Copy every line of the data below verbatim, with no changes.

Data to use =
---

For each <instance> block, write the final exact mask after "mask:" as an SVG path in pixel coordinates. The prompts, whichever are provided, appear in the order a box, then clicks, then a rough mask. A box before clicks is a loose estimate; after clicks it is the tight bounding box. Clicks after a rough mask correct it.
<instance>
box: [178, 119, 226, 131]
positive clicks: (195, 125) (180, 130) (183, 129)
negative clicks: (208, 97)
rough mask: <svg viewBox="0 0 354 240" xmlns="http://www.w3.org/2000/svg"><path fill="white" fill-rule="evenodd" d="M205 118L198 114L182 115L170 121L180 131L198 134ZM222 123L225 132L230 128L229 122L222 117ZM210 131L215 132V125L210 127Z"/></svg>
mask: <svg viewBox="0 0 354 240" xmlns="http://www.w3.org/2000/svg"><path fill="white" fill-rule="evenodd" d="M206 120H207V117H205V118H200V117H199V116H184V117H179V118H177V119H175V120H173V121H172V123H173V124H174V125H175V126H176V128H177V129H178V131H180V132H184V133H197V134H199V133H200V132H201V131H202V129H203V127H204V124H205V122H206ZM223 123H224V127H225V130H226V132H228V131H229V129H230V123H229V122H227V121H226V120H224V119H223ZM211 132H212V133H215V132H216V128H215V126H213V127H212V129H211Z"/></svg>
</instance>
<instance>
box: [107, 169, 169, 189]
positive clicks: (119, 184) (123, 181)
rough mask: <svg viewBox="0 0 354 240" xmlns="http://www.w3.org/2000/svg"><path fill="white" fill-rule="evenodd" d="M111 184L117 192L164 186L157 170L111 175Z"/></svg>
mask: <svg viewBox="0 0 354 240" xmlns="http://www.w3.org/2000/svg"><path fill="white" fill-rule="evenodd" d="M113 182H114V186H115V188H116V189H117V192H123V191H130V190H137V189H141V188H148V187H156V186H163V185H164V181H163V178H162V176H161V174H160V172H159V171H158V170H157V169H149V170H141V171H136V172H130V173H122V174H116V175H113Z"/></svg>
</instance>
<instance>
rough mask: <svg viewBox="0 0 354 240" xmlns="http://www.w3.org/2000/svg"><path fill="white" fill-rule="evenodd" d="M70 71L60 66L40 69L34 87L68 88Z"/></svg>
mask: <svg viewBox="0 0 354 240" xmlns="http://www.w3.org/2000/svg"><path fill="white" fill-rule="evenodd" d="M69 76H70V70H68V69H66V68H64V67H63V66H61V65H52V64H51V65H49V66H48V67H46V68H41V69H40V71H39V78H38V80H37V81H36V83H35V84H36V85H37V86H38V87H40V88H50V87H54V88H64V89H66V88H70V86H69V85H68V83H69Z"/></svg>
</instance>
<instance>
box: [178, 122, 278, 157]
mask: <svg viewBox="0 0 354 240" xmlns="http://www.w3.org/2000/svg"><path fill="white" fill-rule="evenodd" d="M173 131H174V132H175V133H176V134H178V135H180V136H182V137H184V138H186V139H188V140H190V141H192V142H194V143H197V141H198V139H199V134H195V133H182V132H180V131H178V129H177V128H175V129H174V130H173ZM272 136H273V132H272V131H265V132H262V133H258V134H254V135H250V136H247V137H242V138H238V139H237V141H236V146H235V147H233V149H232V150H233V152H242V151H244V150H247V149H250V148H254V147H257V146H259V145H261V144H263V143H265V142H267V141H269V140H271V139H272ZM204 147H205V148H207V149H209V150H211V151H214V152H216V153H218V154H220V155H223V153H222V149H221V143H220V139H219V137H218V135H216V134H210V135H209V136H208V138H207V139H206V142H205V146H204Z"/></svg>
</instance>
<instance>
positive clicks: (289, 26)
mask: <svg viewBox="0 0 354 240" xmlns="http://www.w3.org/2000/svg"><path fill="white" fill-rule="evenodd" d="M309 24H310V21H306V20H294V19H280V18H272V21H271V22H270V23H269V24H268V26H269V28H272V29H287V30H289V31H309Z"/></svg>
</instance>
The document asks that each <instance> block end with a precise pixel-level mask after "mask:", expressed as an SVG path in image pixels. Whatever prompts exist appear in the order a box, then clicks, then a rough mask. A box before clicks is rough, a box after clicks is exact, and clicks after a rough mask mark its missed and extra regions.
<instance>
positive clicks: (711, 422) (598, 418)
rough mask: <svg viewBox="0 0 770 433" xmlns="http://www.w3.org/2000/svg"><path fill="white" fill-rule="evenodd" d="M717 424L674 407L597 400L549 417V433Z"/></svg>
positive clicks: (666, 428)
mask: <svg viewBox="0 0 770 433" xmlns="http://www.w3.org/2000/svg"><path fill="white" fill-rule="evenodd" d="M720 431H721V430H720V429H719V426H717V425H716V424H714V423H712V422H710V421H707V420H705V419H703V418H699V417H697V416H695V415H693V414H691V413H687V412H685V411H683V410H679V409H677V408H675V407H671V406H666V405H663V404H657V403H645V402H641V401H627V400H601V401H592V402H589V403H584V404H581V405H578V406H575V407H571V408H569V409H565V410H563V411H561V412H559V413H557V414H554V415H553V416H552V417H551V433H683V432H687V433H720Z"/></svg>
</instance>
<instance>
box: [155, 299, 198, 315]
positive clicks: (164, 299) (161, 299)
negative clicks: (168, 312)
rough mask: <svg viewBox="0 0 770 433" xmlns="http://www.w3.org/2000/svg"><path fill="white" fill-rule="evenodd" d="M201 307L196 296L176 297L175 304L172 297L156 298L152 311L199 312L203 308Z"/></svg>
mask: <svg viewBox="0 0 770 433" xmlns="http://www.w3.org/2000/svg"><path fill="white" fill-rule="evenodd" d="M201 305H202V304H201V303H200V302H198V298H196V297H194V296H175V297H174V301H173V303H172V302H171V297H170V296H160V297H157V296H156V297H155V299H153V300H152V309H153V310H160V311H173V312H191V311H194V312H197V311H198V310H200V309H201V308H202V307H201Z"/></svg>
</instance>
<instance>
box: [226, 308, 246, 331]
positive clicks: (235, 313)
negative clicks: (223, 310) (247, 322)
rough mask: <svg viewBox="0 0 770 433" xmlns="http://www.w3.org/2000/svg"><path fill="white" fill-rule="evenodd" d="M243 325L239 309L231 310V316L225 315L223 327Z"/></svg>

---

Answer =
For each <instance> block, write the final exact mask after "mask:" as an SVG path in pixel coordinates. The prompts, whichever are provided, appear in the order a box, then clicks, then a rough mask. A box before clicks is a loose estimate; after clicks it is the tight bounding box. Clicks after a rough mask correct it.
<instance>
box: [178, 119, 226, 131]
positive clicks: (195, 125) (180, 130) (183, 129)
negative clicks: (208, 97)
rough mask: <svg viewBox="0 0 354 240" xmlns="http://www.w3.org/2000/svg"><path fill="white" fill-rule="evenodd" d="M205 118L198 114L182 115L170 121L180 131L198 134ZM222 123L225 132L230 128L229 122L222 117ZM210 131L215 132V125L210 127Z"/></svg>
mask: <svg viewBox="0 0 354 240" xmlns="http://www.w3.org/2000/svg"><path fill="white" fill-rule="evenodd" d="M206 120H207V117H205V118H200V117H199V116H184V117H179V118H177V119H175V120H173V121H172V123H173V124H174V125H175V126H176V128H177V129H178V131H180V132H184V133H197V134H199V133H200V132H201V131H202V129H203V127H204V124H205V122H206ZM223 123H224V127H225V130H226V132H228V131H229V129H230V123H229V122H227V121H226V120H224V119H223ZM211 132H212V133H215V132H216V128H215V126H213V127H212V129H211Z"/></svg>
</instance>
<instance>
box: [107, 169, 169, 189]
positive clicks: (119, 184) (123, 181)
rough mask: <svg viewBox="0 0 354 240" xmlns="http://www.w3.org/2000/svg"><path fill="white" fill-rule="evenodd" d="M111 184L117 192L164 186L157 170L111 175Z"/></svg>
mask: <svg viewBox="0 0 354 240" xmlns="http://www.w3.org/2000/svg"><path fill="white" fill-rule="evenodd" d="M113 182H114V186H115V188H116V189H117V192H123V191H130V190H137V189H141V188H148V187H156V186H163V185H164V181H163V178H162V176H161V174H160V172H159V171H158V170H157V169H149V170H141V171H136V172H130V173H122V174H116V175H113Z"/></svg>
</instance>
<instance>
rough mask: <svg viewBox="0 0 354 240" xmlns="http://www.w3.org/2000/svg"><path fill="white" fill-rule="evenodd" d="M70 71L60 66L40 69L34 87L68 88Z"/></svg>
mask: <svg viewBox="0 0 354 240" xmlns="http://www.w3.org/2000/svg"><path fill="white" fill-rule="evenodd" d="M69 76H70V70H68V69H66V68H64V67H63V66H61V65H52V64H51V65H49V66H48V67H46V68H41V69H40V71H39V78H38V80H37V81H36V83H35V84H36V85H37V86H38V87H40V88H50V87H54V88H64V89H66V88H70V86H69V85H68V83H69Z"/></svg>
</instance>
<instance>
box: [178, 122, 278, 157]
mask: <svg viewBox="0 0 354 240" xmlns="http://www.w3.org/2000/svg"><path fill="white" fill-rule="evenodd" d="M173 131H174V132H175V133H176V134H178V135H180V136H182V137H184V138H186V139H188V140H190V141H192V142H194V143H197V141H198V139H199V134H195V133H182V132H180V131H178V129H177V128H175V129H174V130H173ZM272 136H273V132H272V131H265V132H262V133H258V134H254V135H250V136H247V137H242V138H238V139H237V141H236V146H235V147H233V149H232V150H233V152H242V151H244V150H247V149H250V148H254V147H257V146H259V145H261V144H263V143H265V142H267V141H269V140H271V139H272ZM204 147H205V148H207V149H209V150H211V151H214V152H216V153H218V154H220V155H223V153H222V149H221V143H220V139H219V137H218V135H216V134H210V135H209V136H208V138H207V139H206V142H205V146H204Z"/></svg>
</instance>
<instance>
positive clicks: (289, 26)
mask: <svg viewBox="0 0 354 240" xmlns="http://www.w3.org/2000/svg"><path fill="white" fill-rule="evenodd" d="M309 24H310V21H306V20H294V19H280V18H272V21H271V22H270V23H269V24H268V26H269V28H272V29H287V30H289V31H309Z"/></svg>
</instance>
The document asks that each <instance> block end with a precise pixel-level mask after "mask:", expressed as an SVG path in image pixels. Whatever prompts exist appear in the order a box, then clicks, then a rough mask. A box before clicks is rough, a box after clicks is exact, and clicks after a rough mask mark its missed and extra regions.
<instance>
positive clicks: (711, 422) (598, 418)
rough mask: <svg viewBox="0 0 770 433" xmlns="http://www.w3.org/2000/svg"><path fill="white" fill-rule="evenodd" d="M717 424L674 407L597 400L549 417V433Z"/></svg>
positive clicks: (666, 428)
mask: <svg viewBox="0 0 770 433" xmlns="http://www.w3.org/2000/svg"><path fill="white" fill-rule="evenodd" d="M720 431H721V430H720V429H719V426H717V425H716V424H714V423H712V422H710V421H707V420H705V419H703V418H699V417H697V416H695V415H693V414H691V413H687V412H685V411H683V410H679V409H677V408H675V407H671V406H666V405H663V404H657V403H645V402H641V401H627V400H601V401H592V402H589V403H584V404H581V405H578V406H575V407H571V408H569V409H565V410H563V411H561V412H559V413H557V414H554V415H553V416H552V417H551V433H683V432H687V433H720Z"/></svg>
</instance>
<instance>
box: [155, 299, 198, 315]
positive clicks: (164, 299) (161, 299)
negative clicks: (168, 312)
rough mask: <svg viewBox="0 0 770 433" xmlns="http://www.w3.org/2000/svg"><path fill="white" fill-rule="evenodd" d="M201 307L196 296L176 297L175 304L172 297L156 298L152 311L199 312L203 308Z"/></svg>
mask: <svg viewBox="0 0 770 433" xmlns="http://www.w3.org/2000/svg"><path fill="white" fill-rule="evenodd" d="M201 305H202V304H201V303H200V302H198V298H196V297H194V296H175V297H174V301H173V303H172V302H171V297H170V296H160V297H157V296H156V297H155V299H153V300H152V309H153V310H160V311H173V312H191V311H194V312H197V311H198V310H200V309H201V308H202V307H201Z"/></svg>
</instance>
<instance>
box: [226, 308, 246, 331]
positive clicks: (235, 313)
negative clicks: (223, 310) (247, 322)
rough mask: <svg viewBox="0 0 770 433" xmlns="http://www.w3.org/2000/svg"><path fill="white" fill-rule="evenodd" d="M243 325L239 309L231 310V316L225 315L223 327Z"/></svg>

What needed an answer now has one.